**Exercise instructions**:
A. In two sentences, how would you summarize the passage provided on diagnosing Alzheimer's dementia?
B. Does the passage provided on diagnosing Alzheimer's dementia support each statement below? Answer yes or no for each, and quote the words from the passage that decide it.
(i) Testing cerebral spinal fluid biomarkers is already noninvasive and cost-effective.
(ii) Neuroimaging is used extensively in the United States and Canada to detect Alzheimer's disease earlier.
(iii) Transcranial magnetic stimulation uses magnetic fields.

**Passage provided**:
BEGIN
One of the most significant causes of dementia in the modern world is Alzheimer’s. Yet even though many people are suffering from this terrible disease, there are many challenges in diagnosing Alzheimer’s dementia. Often, this is because many of the common symptoms that show up early tend to correspond with other disorders within the neurodegenerative disorder family.
But as technology evolves, so too do the diagnostic capabilities and treatments available to help diagnose this condition. Everything from PET neuroimaging to the use of biomarkers is now being studied as potential diagnostic tools to help make diagnosing Alzheimer ‘s-based dementia easier and more effective.
One of the greatest tools medical professionals who deal with this disease have is an understanding of this ever-changing field. Below, we look at the new diagnostic tools that could be used for assessing memory impairments in the future.
With all the technology and knowledge we already have, it might be difficult for even medical professionals to understand why Alzheimer’s dementia goes unchecked. Many variables contribute to this on top of the ones we mentioned above, such as the wide range of symptoms and the fact that it is often confused with other conditions. As you age, there is naturally some decline in cognitive functions.
There have been plenty of efforts recently to figure out a definition and standard value system to define the parameters. However, it is still quite hard to determine early on whether an individual starts to develop Alzheimer’s dementia or is simply aging. After all, diagnosing cognitive decline often requires the identification of clinical signs and symptoms.
That, coupled with other tests, such as physical examinations and the comprehensive medical history of the individual and the family, are all compiled together to determine whether the person could be suffering from this debilitating disease.
Some of these tests include neurological and psychiatric evaluations as well as blood and other bodily fluids being tested. Though none of these are set routines, they could potentially become standard in the future.
Here\’s a look at several of these techniques in detail:
Though there are more procedural biomarkers such as heart rate and blood pressure when it comes to diagnosing Alzheimer’s disease, the more intuitive biomarker is in regards to the individual’s genetic makeup. When utilizing biomarkers to diagnose this disease, the studies have focused more on the cerebral spinal fluid to isolate the genetic markers associated with Alzheimer’s disease.
Unfortunately, right now, the use of this type of technology, such as CSF MP ET biomarkers, hasn’t quite evolved enough not to be invasive and cost-effective. Before this can become standard practice, factors like the methods of collection, processing of these samples, and storage have to be standardized and optimized to ensure effective final results.
That being said, a working group has worked to figure out how to utilize biomarkers more effectively.
Neuroimaging is currently being used extensively, especially in the United States and Canada, to detect Alzheimer’s disease earlier. Typically they consist of both a PET and an MRI scan to detect lesions or hemorrhages. The information collected through these techniques is, in some places, being pulled for multiple nations to use so that they can create a better system of diagnosing the disease. Data sharing is crucial for global collaborations and optimized platforms are needed in this area.
These reports record electrical activity within the brain that signals that there is underlying brain function. This means that they can find abnormalities in wavelengths that could potentially identify symptoms of dementia due to Alzheimer’s. There are many different varieties of this technology. All of them are currently being studied in several cases to see their effectiveness in the diagnostic process concerning Alzheimer’s.
When it comes to actual treatment, there are also a few techniques that could eventually become more widely used by medical professionals. One of these is transcranial magnetic stimulation. This is a noninvasive therapeutic practice that uses magnetic fields to help revitalize nerve cells within the brain. This could potentially show promise in regards to treating Alzheimer’s disease as well as other neurodegenerative diseases.
END
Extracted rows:
BEGIN
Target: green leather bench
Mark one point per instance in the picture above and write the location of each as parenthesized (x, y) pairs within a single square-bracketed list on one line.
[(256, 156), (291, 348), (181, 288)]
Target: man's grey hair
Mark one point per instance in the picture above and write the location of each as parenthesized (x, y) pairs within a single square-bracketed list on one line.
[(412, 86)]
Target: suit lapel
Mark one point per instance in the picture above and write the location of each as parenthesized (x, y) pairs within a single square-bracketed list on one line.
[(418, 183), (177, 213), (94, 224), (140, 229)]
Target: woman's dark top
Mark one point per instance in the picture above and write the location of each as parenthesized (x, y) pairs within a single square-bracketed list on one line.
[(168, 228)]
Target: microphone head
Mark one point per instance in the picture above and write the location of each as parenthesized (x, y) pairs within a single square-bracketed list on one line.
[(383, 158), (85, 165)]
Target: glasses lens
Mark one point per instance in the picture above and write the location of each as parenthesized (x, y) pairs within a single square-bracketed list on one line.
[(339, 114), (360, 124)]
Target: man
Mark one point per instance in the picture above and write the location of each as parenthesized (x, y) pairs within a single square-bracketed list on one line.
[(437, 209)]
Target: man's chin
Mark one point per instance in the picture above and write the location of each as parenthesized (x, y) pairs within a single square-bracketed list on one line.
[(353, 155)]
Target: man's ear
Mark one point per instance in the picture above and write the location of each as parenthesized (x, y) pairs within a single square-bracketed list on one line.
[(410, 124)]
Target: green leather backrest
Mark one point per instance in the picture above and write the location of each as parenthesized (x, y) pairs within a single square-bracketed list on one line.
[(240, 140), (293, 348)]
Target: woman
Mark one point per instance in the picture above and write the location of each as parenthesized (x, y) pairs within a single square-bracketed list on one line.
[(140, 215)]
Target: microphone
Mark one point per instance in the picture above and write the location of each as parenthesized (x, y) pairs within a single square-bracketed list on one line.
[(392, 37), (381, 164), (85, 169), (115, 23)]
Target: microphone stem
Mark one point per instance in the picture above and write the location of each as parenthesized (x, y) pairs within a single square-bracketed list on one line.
END
**Responses in order**:
A. Alzheimer's dementia is hard to diagnose early because its symptoms overlap with other neurodegenerative disorders and are hard to tell apart from normal aging. Biomarkers and recordings of the brain's electrical activity are being studied as diagnostic tools, PET and MRI neuroimaging is already used extensively, and transcranial magnetic stimulation could show promise for treatment.

B.
(i) No: "the use of this type of technology, such as CSF MP ET biomarkers, hasn’t quite evolved enough not to be invasive and cost-effective"
(ii) Yes: "Neuroimaging is currently being used extensively, especially in the United States and Canada, to detect Alzheimer’s disease earlier."
(iii) Yes: "uses magnetic fields to help revitalize nerve cells within the brain"